>> BEGIN

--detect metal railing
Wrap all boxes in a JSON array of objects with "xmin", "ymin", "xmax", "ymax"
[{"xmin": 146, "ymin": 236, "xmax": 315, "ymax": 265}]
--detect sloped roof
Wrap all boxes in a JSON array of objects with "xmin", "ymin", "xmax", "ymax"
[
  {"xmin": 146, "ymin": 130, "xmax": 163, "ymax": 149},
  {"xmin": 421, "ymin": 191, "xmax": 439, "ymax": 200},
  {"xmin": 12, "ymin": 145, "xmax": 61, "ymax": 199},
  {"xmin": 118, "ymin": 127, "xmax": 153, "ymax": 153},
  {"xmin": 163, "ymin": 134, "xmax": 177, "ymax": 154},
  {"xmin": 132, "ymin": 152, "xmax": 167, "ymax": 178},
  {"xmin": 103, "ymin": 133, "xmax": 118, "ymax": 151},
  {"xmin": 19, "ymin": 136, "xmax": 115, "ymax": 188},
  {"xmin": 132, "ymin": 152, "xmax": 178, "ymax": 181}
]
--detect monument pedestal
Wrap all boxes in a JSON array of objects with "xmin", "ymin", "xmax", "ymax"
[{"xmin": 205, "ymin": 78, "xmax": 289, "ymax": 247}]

>> END

● GIVEN TASK
Give every line of the material above as a Markdown table with the columns Row and Line, numbering the rows in order and leaving out blank lines.

● THE RESULT
| Row | Line |
|---|---|
| 1 | --detect metal railing |
| 2 | Wrap all boxes in a JSON array of objects with "xmin", "ymin", "xmax", "ymax" |
| 3 | [{"xmin": 146, "ymin": 236, "xmax": 315, "ymax": 265}] |
| 4 | --detect sloped roof |
| 5 | Wrap all boxes in a JSON array of objects with "xmin", "ymin", "xmax", "ymax" |
| 6 | [ |
| 7 |   {"xmin": 146, "ymin": 130, "xmax": 163, "ymax": 149}, |
| 8 |   {"xmin": 421, "ymin": 191, "xmax": 439, "ymax": 200}, |
| 9 |   {"xmin": 12, "ymin": 145, "xmax": 61, "ymax": 199}, |
| 10 |   {"xmin": 118, "ymin": 127, "xmax": 153, "ymax": 153}, |
| 11 |   {"xmin": 163, "ymin": 134, "xmax": 177, "ymax": 154}, |
| 12 |   {"xmin": 132, "ymin": 152, "xmax": 167, "ymax": 178}, |
| 13 |   {"xmin": 103, "ymin": 133, "xmax": 118, "ymax": 151}, |
| 14 |   {"xmin": 19, "ymin": 136, "xmax": 115, "ymax": 188}, |
| 15 |   {"xmin": 132, "ymin": 152, "xmax": 178, "ymax": 181} |
| 16 | ] |
| 17 | --detect monument pedestal |
| 18 | Wrap all boxes in a JSON array of objects with "xmin", "ymin", "xmax", "ymax" |
| 19 | [{"xmin": 205, "ymin": 78, "xmax": 289, "ymax": 247}] |